▶ _AIM OF THE EXERCISE_: Extract each line of the data and write it out again exactly.

Recorded data:
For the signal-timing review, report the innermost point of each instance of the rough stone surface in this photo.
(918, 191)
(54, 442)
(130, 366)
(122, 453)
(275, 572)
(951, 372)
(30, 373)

▶ _TASK SOLUTION_:
For the signal-timing review, report the innermost point of each instance of the rough stone surface in this photo.
(918, 191)
(54, 442)
(130, 366)
(122, 453)
(275, 572)
(951, 372)
(30, 373)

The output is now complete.